# [PROBLEM]
Reproduce the records from the start through the line containing "(1206, 242)", changing every "visible outline" to "visible boundary" and keeping everything else the same. Leave the pictures out of your answer.

# [DATA FOR THIS TASK]
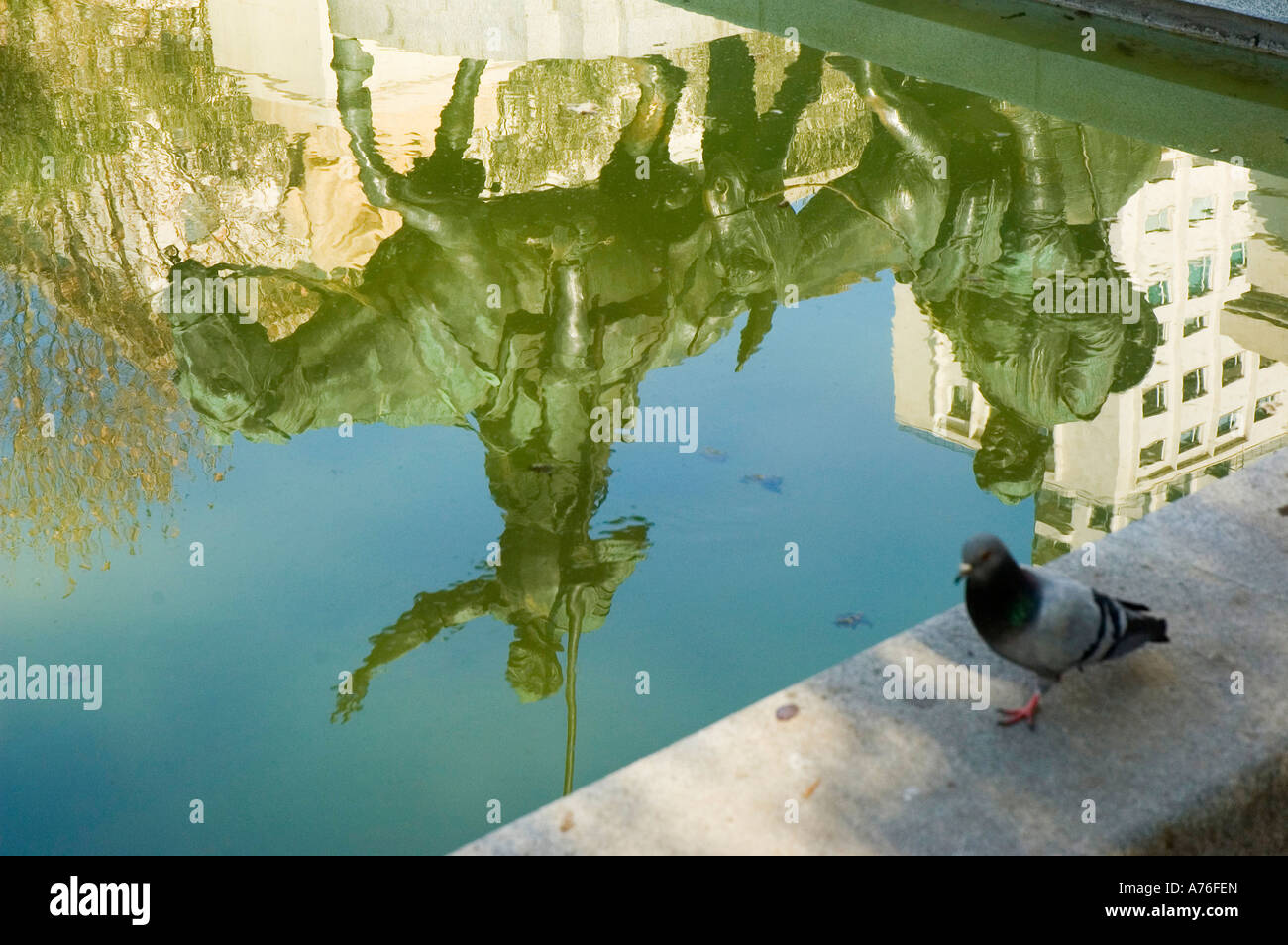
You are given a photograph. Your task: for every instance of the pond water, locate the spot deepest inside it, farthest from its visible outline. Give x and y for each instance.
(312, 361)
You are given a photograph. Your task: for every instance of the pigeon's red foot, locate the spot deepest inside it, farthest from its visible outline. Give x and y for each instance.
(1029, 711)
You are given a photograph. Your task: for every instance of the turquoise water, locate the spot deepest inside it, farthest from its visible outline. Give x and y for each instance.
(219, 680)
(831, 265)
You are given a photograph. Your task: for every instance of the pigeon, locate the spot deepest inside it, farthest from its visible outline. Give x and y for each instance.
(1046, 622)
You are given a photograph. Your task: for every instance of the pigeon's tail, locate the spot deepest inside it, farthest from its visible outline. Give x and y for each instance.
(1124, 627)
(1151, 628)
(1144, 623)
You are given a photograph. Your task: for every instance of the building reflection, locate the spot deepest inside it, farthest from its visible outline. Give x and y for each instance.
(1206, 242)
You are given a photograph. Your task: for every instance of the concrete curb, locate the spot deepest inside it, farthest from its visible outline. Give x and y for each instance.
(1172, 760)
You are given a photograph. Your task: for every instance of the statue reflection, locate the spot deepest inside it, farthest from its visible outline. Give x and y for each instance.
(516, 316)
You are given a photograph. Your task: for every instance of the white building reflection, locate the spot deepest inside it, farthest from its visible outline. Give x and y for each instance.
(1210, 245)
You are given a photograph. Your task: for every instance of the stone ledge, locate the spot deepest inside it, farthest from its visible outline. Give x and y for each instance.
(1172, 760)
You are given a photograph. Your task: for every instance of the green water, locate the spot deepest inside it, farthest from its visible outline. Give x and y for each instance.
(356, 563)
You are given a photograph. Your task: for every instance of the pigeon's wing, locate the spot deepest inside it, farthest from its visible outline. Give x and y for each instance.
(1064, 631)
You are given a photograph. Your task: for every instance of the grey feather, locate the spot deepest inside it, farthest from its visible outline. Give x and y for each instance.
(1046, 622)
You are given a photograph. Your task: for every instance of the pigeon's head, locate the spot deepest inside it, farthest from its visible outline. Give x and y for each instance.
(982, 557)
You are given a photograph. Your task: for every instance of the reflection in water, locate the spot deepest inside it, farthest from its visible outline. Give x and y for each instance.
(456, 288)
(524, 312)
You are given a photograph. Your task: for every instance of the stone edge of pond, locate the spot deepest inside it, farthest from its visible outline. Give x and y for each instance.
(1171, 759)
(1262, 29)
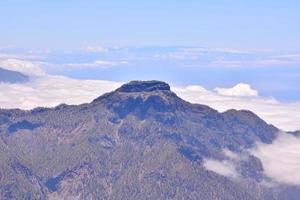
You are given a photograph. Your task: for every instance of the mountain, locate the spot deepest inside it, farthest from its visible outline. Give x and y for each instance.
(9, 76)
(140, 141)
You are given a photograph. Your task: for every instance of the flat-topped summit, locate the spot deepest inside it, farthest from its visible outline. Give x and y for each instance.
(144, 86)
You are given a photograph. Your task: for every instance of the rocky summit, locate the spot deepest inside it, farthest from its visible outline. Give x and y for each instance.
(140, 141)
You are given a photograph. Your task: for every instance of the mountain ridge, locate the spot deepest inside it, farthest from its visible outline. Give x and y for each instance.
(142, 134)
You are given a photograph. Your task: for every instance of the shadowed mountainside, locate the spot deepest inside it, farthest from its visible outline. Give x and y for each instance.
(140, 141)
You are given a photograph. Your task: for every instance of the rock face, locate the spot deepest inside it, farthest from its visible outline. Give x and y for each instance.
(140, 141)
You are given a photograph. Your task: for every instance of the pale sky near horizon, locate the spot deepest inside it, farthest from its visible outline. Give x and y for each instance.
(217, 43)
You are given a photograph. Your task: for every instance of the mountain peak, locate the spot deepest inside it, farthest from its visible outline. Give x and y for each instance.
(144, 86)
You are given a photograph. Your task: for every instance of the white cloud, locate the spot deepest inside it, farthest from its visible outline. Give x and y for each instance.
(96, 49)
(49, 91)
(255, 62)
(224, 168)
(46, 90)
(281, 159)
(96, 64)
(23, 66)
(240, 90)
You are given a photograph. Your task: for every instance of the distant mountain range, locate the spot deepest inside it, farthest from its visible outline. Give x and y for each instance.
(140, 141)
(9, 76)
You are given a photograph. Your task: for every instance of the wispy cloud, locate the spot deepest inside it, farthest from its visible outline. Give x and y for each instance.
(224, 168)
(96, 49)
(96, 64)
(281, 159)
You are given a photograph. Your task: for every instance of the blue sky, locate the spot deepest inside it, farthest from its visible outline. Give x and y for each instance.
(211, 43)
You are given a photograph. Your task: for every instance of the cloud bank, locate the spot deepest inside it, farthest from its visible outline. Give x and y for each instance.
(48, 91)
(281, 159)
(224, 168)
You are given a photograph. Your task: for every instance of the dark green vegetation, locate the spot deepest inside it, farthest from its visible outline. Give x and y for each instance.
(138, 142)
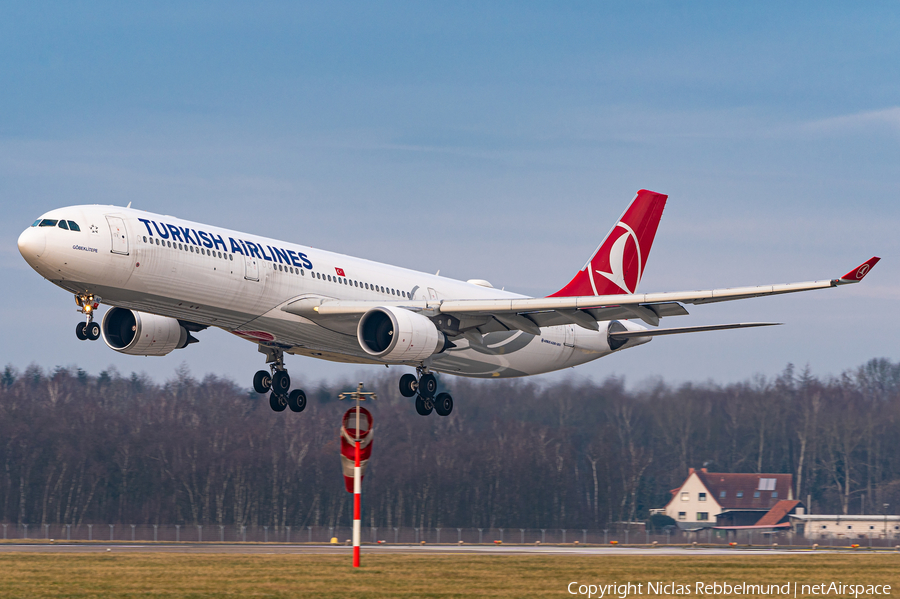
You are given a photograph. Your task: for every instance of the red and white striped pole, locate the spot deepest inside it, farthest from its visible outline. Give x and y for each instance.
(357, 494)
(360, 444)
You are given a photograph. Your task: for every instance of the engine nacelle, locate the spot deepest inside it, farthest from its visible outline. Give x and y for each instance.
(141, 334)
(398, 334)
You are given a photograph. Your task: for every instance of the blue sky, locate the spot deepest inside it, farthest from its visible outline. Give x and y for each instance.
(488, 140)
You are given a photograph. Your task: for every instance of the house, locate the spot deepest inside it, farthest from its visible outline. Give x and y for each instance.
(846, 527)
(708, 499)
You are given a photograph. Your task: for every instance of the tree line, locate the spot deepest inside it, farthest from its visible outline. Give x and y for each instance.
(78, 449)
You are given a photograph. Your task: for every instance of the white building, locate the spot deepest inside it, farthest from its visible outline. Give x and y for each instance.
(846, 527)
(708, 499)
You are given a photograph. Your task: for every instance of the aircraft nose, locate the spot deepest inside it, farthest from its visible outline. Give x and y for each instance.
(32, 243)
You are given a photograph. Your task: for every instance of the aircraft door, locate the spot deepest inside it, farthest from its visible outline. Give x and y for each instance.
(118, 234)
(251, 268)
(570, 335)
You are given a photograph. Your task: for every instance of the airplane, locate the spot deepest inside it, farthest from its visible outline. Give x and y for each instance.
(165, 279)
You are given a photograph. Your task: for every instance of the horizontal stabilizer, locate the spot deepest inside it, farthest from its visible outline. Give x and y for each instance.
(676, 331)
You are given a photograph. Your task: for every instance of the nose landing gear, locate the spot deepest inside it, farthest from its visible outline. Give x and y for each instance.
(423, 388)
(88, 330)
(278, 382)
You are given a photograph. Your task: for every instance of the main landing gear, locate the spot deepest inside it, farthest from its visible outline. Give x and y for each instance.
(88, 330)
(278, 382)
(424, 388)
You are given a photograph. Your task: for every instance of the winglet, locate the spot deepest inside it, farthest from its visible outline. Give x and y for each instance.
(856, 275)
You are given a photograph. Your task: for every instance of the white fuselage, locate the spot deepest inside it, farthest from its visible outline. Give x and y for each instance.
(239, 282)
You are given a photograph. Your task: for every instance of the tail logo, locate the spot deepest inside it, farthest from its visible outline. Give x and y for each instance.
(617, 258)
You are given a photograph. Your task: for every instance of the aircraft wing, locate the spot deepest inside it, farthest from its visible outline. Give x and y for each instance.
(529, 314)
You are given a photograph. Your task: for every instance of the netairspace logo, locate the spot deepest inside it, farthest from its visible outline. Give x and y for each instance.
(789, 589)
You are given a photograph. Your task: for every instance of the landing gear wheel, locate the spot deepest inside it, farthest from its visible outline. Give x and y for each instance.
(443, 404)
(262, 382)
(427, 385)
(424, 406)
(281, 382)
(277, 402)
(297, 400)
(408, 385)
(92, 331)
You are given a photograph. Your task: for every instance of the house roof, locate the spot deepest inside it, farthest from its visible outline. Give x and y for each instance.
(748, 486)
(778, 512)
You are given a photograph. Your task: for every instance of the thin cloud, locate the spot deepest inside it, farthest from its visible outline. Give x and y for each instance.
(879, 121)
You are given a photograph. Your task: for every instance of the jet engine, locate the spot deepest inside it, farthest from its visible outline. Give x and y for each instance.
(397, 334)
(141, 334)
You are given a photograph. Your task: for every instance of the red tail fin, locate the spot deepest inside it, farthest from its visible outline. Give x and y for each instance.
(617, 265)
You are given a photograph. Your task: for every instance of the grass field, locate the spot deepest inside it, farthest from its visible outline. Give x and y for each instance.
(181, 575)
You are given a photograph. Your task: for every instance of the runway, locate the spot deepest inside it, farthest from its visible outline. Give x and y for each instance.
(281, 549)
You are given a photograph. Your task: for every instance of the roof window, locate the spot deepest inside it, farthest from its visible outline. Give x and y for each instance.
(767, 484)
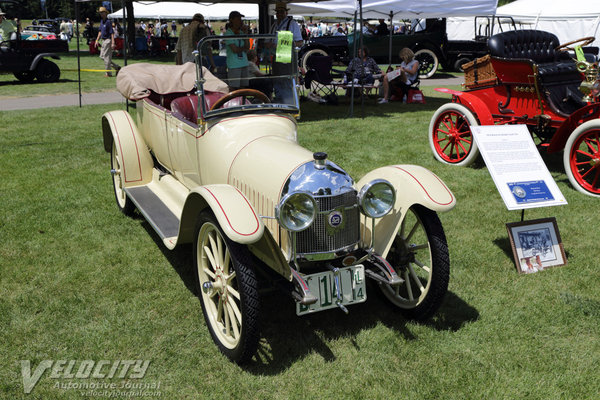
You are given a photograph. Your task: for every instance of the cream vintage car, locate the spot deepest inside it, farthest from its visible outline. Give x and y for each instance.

# [FINISHED ANSWER]
You are given a photograph. Your task: for every instance of the pond water, locate the spot deepest inside it, farthest from its visible boundary. Give x and y for each instance.
(312, 361)
You are given a photograph. Your task: for every instance of the pigeon's red foot, locate the spot deepest inside it, farthest from its visible boundary. Give x and y for each instance.
(1029, 711)
You are given a photograph. Your task: for every instance of the turquoise water, locate the spot deepest inside it, farthest from its visible boundary. Give x and y for each instance.
(219, 680)
(831, 265)
You are given a photograph. Your task: for every instance of the pigeon, locate the spot deepest inside it, farthest from its visible boundary. Give x and y for each instance.
(1046, 622)
You are given a photograph. Your task: for every instance of the pigeon's tail, locate the spot deepest inside it, farthest from its visible boundary. Give x and y for each instance.
(1124, 627)
(1151, 628)
(1144, 623)
You are given a photograph. Your task: for every instance of the building reflection, locate the spot deepest inside it, farthest from its visible boundary. Give x and y for each instance.
(1206, 242)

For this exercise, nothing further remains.